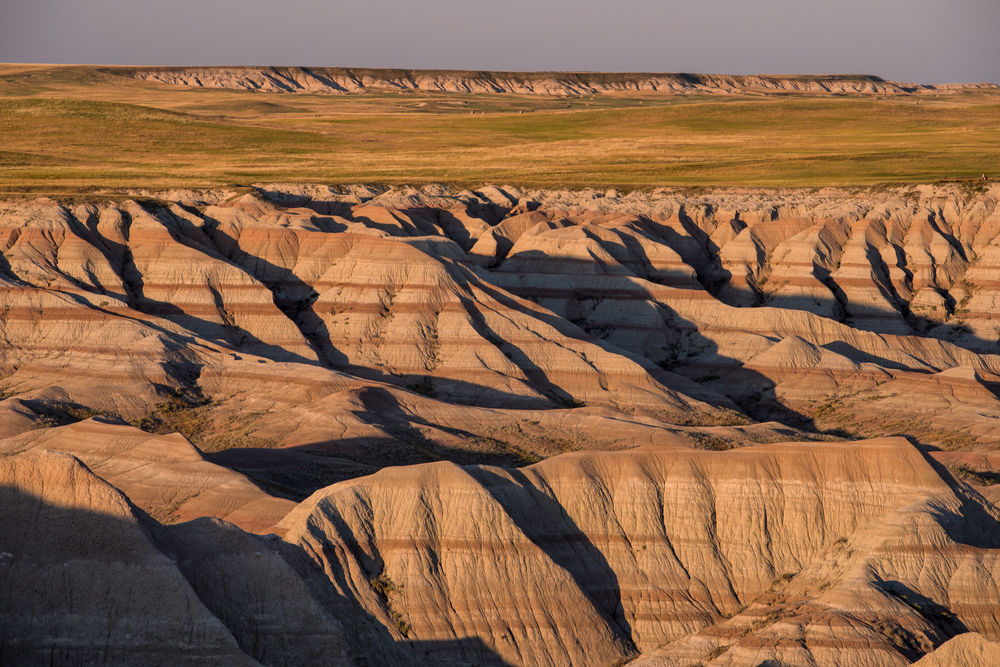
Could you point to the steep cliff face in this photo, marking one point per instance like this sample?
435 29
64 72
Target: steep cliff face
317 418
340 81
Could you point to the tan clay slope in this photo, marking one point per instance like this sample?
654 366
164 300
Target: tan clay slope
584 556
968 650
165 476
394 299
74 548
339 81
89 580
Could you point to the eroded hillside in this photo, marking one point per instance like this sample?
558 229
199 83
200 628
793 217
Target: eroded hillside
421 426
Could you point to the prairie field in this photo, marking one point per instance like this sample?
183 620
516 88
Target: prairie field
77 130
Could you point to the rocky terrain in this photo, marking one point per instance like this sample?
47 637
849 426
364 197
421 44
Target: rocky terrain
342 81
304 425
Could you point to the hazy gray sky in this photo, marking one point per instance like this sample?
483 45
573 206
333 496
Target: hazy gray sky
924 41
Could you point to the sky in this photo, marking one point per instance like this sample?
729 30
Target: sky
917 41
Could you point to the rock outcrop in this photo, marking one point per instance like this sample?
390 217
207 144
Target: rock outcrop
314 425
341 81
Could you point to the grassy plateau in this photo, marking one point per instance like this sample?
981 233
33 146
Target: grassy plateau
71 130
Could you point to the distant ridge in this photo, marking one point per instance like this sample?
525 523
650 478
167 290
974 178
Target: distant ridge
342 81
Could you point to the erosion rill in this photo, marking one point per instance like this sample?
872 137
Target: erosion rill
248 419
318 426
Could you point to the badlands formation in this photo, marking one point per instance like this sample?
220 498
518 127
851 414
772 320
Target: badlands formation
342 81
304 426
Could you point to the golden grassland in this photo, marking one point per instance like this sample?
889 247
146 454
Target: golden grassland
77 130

□ □ □ □ □

TASK TO CARRY OUT :: Reproduce word for word the part of the records that opens with the line containing "Could you point to the hazy" and runs through the end of the records, including both ends.

RESPONSE BELOW ::
Could you point to the hazy gray sky in this photo, marking one point per instance like this sample?
483 45
573 206
333 496
Target: hazy gray sky
924 41
Could you point to the sky in this photo, marking one point per instance like this sample?
729 30
Target: sky
917 41
Could you point to the rock outcrop in this photo, marking one point per instance like this sample?
390 217
207 144
Target: rock outcrop
314 425
341 81
Could you point to the grassy plateau in this photo, marking one point per instance like this sample?
981 233
33 146
Target: grassy plateau
71 130
Could you point to the distant ridge in this photo, marking one point per instance like this sample?
525 523
650 478
167 290
974 178
Target: distant ridge
342 81
Could you point to the erosion rill in this photo, marking one point per instance like this sample?
872 137
Target: erosion rill
248 419
318 426
Could you point to the badlands formation in this photo, marking one point per instance like this sample?
220 498
518 127
851 414
772 320
Target: badlands formation
342 81
304 426
Could you point to the golden grassland in this photo, marking one point per instance like this sample?
889 247
146 454
Target: golden grassland
77 130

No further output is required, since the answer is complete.